### Instruction 1
Answer these questions from the passage on Lucy Parsons:
(a) Who does it say have always been on the front lines of revolutionary movements?
(b) After a movement gains concessions through reforms, what do those in power sometimes claim as their own?
(c) In what year and in which state was Lucy born?
### Instruction 2
Retype everything in the passage on Lucy Parsons from "However, the ruling" down to "by Lucy Gonzalez.".

### Supplied passage
┄┄┄┄┄┄┄┄┄┄┄┄┄┄┄┄┄┄┄┄
Women and people of oppressed nationalities have always been on the front lines of revolutionary movements. In the historic moment of mobilization, our working-class heroes are targeted and demonized in order to undermine the revolutionary movement.

However, the ruling class then constructs a narrative of people’s movements that is a gnarled distortion of reality. After a movement gains concessions from the ruling class through reforms, those in power sometimes claim the heroes and the gains of the movement as their own. After the capitalist tide has washed over the masses, eroding their jagged edges, the watered down ghost of a revolutionary is served to us in a tall glass to wash down a bitter “history” from the perspective of the oppressor. This is the case with the legacy of Lucy Parsons.

Lucy was born in 1853 in Texas. Little is known about her early life but it is likely that she was born to slaves. Her Native, Mexican and African heritage made her ethnicity a bit ambiguous. Lucy used several surnames throughout her early life and sometimes went by Lucy Gonzalez.
┄┄┄┄┄┄┄┄┄┄┄┄┄┄┄┄┄┄┄┄
Stored data:
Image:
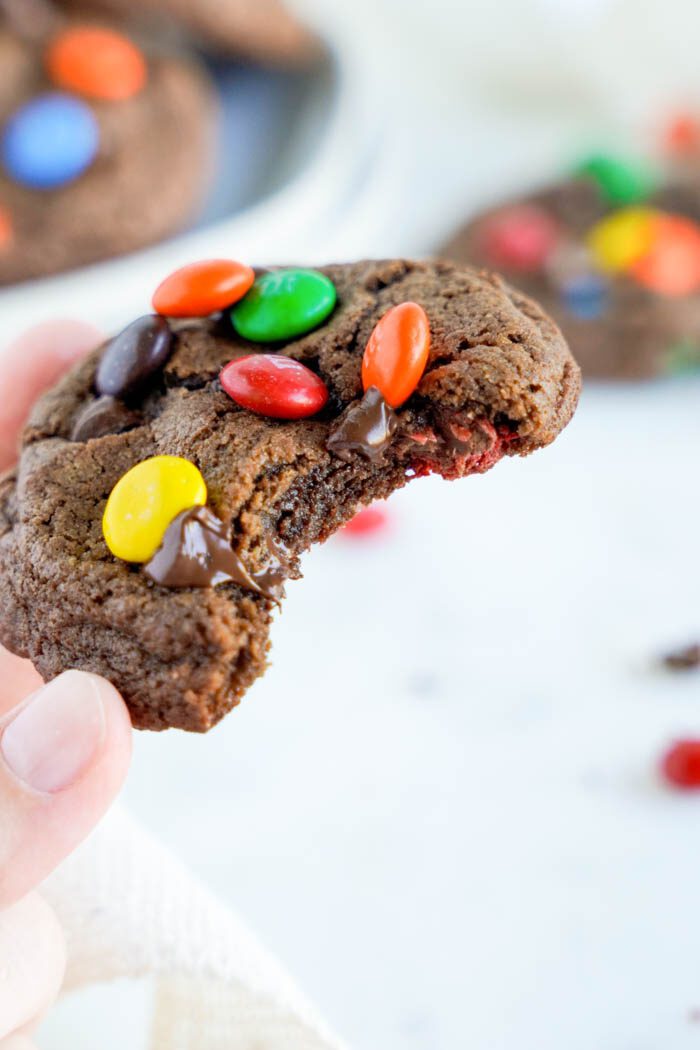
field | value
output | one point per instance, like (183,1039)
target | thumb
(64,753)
┄┄┄┄┄┄┄┄┄┄┄┄┄┄┄┄┄┄┄┄
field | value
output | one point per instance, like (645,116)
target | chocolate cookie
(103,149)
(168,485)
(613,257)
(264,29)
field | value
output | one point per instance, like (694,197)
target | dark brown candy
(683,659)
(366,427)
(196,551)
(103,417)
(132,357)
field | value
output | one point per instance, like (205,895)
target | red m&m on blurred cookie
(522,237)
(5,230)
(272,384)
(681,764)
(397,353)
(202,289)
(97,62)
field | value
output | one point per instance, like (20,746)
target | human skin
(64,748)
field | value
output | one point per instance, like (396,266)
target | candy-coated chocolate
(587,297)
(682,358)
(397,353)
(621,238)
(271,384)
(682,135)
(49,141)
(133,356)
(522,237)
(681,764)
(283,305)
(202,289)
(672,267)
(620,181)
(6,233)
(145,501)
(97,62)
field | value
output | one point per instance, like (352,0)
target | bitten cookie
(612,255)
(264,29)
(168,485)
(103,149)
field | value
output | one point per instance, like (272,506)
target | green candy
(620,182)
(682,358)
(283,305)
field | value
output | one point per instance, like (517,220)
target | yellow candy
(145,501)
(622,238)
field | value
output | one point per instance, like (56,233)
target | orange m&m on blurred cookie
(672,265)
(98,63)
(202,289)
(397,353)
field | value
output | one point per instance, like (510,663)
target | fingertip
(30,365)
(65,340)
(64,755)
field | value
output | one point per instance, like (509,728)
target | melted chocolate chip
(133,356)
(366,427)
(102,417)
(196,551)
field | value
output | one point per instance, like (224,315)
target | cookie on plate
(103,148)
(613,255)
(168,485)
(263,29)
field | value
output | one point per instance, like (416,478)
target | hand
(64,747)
┄┄┄┄┄┄┄┄┄┄┄┄┄┄┄┄┄┄┄┄
### Full output 1
(a) Women and people of oppressed nationalities.
(b) The heroes and the gains of the movement.
(c) 1853, in Texas.

### Full output 2
However, the ruling class then constructs a narrative of people’s movements that is a gnarled distortion of reality. After a movement gains concessions from the ruling class through reforms, those in power sometimes claim the heroes and the gains of the movement as their own. After the capitalist tide has washed over the masses, eroding their jagged edges, the watered down ghost of a revolutionary is served to us in a tall glass to wash down a bitter “history” from the perspective of the oppressor. This is the case with the legacy of Lucy Parsons.

Lucy was born in 1853 in Texas. Little is known about her early life but it is likely that she was born to slaves. Her Native, Mexican and African heritage made her ethnicity a bit ambiguous. Lucy used several surnames throughout her early life and sometimes went by Lucy Gonzalez.